------ FRAGMENTO SELECCIONADO

Pienso, luego resisto
Fernando Tranfo

Sentirse escritor

08 de Noviembre de 2017

Fernando Tranfo


Sentirse escritor

Hace algunas semanas asistí a compartir una charla con chicos y chicas de 3º año (1ª división) de la ENSAM (legendaria escuela pública de Lomas de Zamora, Buenos Aires, Argentina). Fui invitado por la profesora de Lengua y Literatura del curso, Liliana Penedo, mujer por la que siento un gran afecto y una profunda admiración. La idea era responder a algunas preguntas que un grupo de adolescentes había preparado luego de haber leído (espero que disfrutado y no padecido), algunos de los cuentos de mi último libro (publicado en coautoría con el profesor Santo Sclafani): Cuentos para adolescentes con problemas…filosóficos (Editorial Vuelta a la página).

------------
------ DATOS PROPORCIONADOS

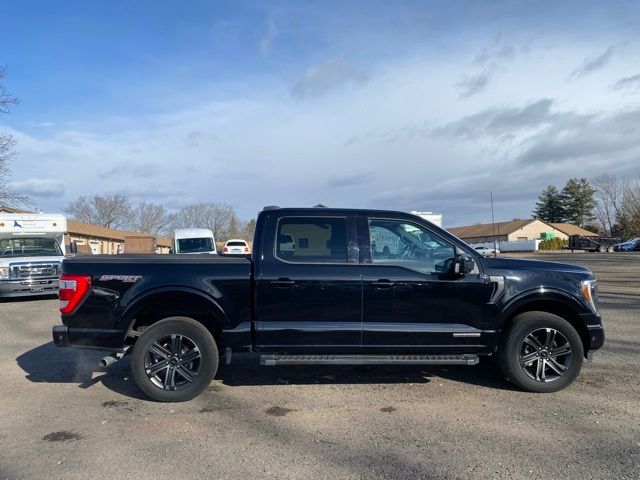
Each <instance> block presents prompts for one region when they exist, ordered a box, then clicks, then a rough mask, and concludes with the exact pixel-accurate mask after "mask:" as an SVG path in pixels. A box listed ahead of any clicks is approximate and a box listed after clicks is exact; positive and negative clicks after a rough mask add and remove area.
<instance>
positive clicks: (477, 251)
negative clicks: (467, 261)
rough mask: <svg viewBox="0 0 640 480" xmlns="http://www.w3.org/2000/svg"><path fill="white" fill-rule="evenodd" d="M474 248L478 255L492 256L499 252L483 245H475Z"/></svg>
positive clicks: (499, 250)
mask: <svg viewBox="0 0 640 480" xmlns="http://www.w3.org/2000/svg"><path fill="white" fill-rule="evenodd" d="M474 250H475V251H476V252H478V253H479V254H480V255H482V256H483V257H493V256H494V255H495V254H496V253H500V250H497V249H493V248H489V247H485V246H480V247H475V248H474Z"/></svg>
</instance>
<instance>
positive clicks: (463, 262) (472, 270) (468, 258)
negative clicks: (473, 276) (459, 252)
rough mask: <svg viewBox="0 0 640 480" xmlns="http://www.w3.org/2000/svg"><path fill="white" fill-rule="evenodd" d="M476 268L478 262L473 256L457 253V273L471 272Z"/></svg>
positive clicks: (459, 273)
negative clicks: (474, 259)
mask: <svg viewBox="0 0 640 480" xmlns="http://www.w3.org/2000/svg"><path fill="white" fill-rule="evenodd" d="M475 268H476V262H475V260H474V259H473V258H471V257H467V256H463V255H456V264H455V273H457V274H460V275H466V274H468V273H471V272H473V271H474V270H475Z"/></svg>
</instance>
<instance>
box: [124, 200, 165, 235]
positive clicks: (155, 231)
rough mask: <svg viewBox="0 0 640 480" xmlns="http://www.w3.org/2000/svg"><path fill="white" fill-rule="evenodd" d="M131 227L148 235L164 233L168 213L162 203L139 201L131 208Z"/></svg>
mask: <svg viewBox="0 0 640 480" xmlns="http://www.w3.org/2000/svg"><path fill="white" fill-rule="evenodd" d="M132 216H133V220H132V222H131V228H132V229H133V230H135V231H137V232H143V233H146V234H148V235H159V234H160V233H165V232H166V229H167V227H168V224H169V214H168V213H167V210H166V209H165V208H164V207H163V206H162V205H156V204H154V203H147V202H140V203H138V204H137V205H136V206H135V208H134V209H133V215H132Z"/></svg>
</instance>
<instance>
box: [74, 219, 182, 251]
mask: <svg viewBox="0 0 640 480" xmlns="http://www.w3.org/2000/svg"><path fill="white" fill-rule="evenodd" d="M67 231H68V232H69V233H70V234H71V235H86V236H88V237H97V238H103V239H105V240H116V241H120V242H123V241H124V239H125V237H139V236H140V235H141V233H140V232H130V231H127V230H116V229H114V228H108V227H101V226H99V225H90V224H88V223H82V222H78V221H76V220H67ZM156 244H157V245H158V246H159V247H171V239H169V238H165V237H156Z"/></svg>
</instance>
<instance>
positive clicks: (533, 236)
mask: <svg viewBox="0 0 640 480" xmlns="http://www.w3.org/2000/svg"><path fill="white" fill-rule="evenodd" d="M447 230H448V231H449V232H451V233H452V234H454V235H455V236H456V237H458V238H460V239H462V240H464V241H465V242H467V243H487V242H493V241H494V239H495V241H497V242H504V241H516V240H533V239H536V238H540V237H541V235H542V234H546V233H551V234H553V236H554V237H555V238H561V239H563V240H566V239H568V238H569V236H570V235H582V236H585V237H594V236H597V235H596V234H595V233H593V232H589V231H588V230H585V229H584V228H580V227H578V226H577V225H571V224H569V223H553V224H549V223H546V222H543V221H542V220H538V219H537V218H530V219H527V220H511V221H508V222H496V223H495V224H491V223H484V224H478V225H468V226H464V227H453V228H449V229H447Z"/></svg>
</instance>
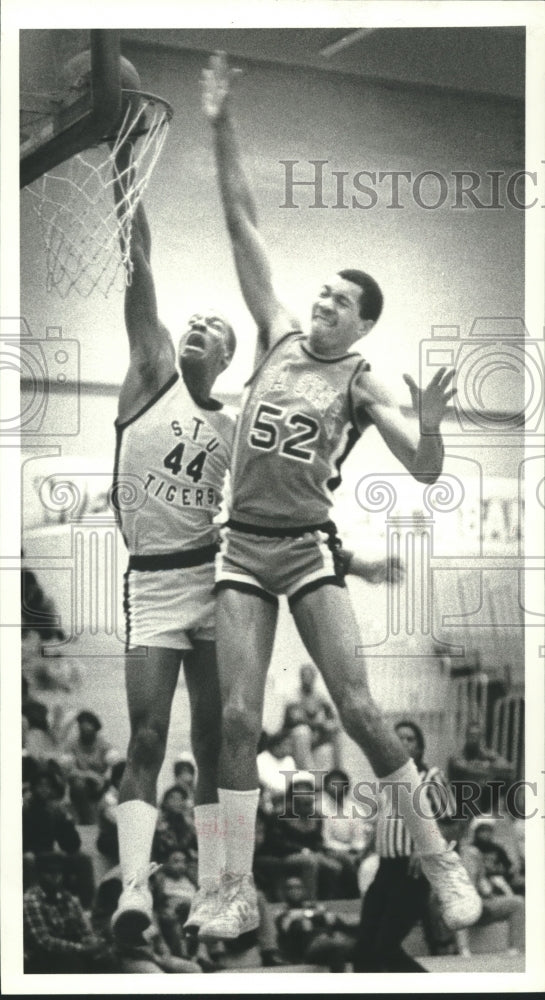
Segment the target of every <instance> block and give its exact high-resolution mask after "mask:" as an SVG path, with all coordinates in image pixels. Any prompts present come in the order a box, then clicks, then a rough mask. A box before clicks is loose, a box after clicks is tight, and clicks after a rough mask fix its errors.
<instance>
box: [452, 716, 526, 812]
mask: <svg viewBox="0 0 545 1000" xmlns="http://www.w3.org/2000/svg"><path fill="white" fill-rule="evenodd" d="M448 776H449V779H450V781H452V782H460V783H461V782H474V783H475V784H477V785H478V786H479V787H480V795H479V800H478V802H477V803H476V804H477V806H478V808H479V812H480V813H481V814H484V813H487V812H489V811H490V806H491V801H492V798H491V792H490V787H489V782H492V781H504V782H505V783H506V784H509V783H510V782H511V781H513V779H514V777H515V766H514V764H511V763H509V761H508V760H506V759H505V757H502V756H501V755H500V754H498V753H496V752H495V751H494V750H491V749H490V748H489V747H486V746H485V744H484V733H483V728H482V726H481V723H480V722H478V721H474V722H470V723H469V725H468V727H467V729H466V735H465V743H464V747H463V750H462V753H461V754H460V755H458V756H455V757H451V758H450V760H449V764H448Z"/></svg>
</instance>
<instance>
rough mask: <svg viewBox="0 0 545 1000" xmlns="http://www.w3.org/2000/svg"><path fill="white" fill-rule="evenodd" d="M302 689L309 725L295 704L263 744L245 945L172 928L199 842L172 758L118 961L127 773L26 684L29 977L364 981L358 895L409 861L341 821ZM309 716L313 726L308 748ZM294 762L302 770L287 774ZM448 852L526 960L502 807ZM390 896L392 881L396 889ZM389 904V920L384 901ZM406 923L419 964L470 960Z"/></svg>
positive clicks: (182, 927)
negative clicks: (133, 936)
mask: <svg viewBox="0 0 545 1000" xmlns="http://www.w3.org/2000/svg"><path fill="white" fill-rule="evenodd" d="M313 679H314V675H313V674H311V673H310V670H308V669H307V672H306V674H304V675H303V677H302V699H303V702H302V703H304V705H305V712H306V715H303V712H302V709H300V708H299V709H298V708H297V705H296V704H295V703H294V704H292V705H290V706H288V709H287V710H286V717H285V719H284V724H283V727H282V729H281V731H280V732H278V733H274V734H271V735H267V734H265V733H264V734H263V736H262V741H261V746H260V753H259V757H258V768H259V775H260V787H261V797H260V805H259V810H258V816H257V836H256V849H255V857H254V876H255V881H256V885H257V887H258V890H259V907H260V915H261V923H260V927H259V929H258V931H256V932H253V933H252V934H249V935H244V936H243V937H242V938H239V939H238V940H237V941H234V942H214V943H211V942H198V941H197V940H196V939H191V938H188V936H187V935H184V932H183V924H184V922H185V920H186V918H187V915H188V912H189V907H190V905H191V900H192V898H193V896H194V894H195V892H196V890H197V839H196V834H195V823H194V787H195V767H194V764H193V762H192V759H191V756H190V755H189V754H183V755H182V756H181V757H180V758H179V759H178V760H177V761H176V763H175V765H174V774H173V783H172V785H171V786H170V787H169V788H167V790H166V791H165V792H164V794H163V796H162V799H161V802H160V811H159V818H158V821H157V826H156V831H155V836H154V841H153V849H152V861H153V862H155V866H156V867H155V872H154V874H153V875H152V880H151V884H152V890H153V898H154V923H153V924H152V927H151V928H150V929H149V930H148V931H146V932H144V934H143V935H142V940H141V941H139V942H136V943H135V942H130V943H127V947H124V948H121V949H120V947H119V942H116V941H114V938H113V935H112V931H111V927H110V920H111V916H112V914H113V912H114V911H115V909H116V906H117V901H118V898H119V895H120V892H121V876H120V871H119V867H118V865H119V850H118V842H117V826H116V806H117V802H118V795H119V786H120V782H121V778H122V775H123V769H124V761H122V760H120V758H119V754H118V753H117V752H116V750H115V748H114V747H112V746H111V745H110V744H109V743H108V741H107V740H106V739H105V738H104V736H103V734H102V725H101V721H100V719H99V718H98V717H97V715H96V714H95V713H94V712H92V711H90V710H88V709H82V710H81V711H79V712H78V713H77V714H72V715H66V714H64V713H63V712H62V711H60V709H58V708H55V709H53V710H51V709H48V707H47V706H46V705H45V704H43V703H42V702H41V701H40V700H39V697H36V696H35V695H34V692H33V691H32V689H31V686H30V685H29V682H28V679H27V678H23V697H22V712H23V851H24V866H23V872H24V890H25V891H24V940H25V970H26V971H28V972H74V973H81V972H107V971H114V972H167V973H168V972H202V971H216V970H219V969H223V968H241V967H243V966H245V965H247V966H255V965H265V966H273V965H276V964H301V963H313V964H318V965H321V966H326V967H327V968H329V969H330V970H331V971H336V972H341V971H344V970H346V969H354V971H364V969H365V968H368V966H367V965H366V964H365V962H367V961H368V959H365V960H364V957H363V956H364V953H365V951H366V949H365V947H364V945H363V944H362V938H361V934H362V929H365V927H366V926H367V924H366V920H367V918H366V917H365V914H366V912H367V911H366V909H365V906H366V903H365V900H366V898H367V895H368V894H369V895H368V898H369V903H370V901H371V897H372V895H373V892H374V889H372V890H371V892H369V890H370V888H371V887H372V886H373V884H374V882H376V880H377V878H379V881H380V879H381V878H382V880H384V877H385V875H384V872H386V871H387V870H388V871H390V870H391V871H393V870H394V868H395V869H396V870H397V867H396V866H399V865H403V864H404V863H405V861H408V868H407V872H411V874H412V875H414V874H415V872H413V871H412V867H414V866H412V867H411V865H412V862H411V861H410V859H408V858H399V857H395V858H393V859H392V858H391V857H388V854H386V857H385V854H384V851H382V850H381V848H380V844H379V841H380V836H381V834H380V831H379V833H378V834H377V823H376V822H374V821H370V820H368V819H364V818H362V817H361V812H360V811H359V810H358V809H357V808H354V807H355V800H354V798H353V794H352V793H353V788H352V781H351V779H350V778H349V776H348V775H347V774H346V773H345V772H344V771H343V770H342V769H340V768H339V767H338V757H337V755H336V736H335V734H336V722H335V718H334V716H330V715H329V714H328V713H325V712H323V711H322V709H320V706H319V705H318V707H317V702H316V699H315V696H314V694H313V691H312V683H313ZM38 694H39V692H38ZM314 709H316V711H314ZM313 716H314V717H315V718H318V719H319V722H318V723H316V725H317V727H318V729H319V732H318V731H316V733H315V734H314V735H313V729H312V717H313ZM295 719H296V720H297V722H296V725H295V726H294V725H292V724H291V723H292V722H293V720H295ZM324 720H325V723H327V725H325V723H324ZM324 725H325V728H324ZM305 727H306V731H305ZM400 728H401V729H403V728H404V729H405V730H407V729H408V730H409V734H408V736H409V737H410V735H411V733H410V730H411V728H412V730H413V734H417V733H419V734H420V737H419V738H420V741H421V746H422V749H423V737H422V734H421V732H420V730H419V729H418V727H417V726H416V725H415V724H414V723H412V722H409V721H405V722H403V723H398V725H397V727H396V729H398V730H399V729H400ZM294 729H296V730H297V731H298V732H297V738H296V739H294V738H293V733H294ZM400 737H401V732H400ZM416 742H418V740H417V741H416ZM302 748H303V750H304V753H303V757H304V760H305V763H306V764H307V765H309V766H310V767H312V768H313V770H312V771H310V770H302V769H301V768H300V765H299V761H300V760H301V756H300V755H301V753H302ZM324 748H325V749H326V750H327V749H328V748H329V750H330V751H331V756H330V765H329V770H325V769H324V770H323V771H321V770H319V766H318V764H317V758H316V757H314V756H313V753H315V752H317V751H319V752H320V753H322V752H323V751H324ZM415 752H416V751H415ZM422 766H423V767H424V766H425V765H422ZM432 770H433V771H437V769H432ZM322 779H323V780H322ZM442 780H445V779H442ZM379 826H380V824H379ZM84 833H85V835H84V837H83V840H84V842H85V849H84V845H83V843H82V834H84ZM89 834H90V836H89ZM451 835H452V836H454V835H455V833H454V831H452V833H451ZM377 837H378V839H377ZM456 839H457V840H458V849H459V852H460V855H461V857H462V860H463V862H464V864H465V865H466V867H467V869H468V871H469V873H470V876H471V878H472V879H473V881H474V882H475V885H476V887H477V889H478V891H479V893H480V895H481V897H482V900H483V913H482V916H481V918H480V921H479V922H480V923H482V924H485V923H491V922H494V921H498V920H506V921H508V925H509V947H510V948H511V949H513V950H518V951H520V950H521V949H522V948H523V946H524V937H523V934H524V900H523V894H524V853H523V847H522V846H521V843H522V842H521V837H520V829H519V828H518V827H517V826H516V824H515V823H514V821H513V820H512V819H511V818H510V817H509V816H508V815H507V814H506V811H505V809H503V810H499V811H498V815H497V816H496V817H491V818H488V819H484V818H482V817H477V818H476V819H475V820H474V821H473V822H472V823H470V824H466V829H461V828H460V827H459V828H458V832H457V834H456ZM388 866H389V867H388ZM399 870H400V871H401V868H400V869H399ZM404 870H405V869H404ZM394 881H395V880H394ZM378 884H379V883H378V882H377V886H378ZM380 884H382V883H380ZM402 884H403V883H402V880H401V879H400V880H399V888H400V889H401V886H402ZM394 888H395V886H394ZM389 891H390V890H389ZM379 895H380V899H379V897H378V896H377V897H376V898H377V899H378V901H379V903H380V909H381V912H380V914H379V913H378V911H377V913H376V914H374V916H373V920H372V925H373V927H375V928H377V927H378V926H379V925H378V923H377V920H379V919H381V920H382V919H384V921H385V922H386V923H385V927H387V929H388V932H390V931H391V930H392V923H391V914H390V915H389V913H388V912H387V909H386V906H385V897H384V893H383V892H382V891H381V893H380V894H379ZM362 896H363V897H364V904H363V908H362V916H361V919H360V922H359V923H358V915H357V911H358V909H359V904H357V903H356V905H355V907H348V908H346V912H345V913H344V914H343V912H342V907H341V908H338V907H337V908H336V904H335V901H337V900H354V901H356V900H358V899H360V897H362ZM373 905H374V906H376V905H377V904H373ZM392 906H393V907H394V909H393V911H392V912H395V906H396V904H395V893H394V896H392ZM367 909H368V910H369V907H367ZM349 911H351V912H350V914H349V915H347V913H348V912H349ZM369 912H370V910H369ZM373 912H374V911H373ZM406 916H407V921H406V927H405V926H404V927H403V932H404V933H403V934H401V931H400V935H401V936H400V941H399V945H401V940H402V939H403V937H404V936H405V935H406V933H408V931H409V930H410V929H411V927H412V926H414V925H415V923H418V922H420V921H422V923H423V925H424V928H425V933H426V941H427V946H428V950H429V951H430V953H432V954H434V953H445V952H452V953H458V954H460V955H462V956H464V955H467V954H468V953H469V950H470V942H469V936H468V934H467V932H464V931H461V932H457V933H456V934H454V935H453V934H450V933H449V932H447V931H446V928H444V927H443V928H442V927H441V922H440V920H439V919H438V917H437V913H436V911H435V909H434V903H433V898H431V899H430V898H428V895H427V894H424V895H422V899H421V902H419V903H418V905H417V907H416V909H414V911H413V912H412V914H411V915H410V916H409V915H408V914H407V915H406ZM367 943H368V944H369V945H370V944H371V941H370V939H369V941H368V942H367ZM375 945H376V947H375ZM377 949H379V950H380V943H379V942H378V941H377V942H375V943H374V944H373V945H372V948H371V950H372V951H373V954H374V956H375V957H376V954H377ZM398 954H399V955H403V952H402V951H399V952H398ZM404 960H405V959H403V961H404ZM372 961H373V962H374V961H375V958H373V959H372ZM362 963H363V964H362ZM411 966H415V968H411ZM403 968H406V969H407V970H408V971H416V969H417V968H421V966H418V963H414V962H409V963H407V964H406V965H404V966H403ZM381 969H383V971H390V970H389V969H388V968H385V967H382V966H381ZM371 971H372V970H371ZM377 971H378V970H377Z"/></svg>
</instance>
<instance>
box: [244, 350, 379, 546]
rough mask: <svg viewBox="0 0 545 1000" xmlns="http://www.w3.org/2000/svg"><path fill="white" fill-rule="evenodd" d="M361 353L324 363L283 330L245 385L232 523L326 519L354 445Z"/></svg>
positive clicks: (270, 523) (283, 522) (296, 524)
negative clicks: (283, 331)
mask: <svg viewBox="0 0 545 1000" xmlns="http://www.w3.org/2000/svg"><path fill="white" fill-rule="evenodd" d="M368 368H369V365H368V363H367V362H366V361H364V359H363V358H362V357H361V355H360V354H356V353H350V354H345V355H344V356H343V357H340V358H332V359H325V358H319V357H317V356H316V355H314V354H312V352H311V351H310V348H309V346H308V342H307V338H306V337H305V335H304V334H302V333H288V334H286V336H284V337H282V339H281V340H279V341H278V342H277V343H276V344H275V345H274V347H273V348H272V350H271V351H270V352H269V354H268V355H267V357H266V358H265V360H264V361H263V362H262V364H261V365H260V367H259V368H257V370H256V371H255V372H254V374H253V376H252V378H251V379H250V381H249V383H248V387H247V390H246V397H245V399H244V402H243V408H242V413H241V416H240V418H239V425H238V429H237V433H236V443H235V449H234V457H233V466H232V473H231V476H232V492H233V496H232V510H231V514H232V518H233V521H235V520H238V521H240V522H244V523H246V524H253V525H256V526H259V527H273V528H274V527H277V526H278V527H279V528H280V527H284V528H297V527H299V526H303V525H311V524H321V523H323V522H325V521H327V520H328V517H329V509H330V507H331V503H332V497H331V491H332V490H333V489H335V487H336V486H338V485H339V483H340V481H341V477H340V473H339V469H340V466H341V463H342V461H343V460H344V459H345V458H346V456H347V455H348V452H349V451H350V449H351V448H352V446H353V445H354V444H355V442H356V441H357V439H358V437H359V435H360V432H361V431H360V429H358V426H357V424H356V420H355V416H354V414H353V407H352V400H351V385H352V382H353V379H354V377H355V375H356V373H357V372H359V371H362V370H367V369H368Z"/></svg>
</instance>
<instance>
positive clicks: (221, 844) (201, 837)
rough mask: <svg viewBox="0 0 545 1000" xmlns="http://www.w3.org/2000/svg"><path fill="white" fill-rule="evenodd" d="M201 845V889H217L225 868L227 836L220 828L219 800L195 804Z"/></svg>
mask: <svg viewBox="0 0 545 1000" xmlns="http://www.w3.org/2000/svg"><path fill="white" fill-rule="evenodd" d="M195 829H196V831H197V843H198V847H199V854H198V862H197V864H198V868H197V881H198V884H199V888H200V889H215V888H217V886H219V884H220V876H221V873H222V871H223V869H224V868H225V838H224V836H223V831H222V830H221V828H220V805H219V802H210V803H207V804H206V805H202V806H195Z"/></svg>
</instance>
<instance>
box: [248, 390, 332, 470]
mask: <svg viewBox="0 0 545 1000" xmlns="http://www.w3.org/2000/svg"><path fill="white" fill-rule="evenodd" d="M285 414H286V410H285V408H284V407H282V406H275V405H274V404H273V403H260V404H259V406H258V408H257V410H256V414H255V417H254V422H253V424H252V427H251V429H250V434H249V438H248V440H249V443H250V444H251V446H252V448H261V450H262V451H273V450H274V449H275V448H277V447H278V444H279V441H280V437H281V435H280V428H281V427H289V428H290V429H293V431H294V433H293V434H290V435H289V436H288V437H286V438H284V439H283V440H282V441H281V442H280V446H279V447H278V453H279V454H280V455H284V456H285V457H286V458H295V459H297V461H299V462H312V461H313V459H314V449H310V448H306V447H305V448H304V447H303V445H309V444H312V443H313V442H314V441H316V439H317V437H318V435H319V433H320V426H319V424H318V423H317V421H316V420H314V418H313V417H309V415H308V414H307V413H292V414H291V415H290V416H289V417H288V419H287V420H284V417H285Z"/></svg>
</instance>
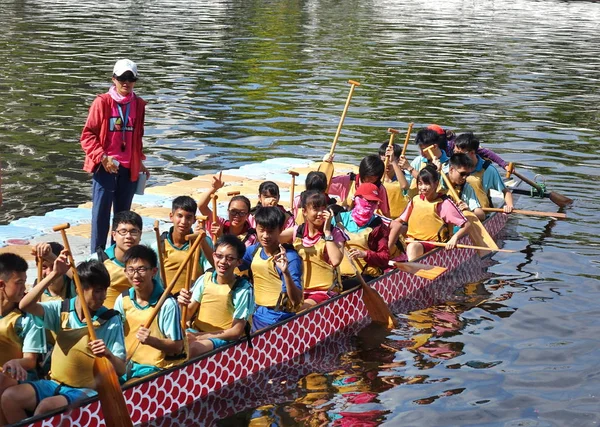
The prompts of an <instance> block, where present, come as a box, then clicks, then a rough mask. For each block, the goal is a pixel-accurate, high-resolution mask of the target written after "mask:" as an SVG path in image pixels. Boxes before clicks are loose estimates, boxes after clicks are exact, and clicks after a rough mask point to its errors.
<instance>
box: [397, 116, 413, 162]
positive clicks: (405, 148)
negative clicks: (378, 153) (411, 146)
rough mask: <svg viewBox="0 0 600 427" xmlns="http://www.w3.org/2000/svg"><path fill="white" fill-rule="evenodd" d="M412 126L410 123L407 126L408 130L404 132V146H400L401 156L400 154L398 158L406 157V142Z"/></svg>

------------

(TUS TAREAS):
1. Vuelve a escribir la parte de la nota «Sentirse escritor» que va entre "08 de Noviembre" y "a la página).", ambas incluidas.
2. Según la nota «Sentirse escritor», ¿con quién se publicó en coautoría el último libro del que se leyeron los cuentos?

(SOLUCIONES):
1.
08 de Noviembre de 2017

Fernando Tranfo


Sentirse escritor

Hace algunas semanas asistí a compartir una charla con chicos y chicas de 3º año (1ª división) de la ENSAM (legendaria escuela pública de Lomas de Zamora, Buenos Aires, Argentina). Fui invitado por la profesora de Lengua y Literatura del curso, Liliana Penedo, mujer por la que siento un gran afecto y una profunda admiración. La idea era responder a algunas preguntas que un grupo de adolescentes había preparado luego de haber leído (espero que disfrutado y no padecido), algunos de los cuentos de mi último libro (publicado en coautoría con el profesor Santo Sclafani): Cuentos para adolescentes con problemas…filosóficos (Editorial Vuelta a la página).

2. Con el profesor Santo Sclafani.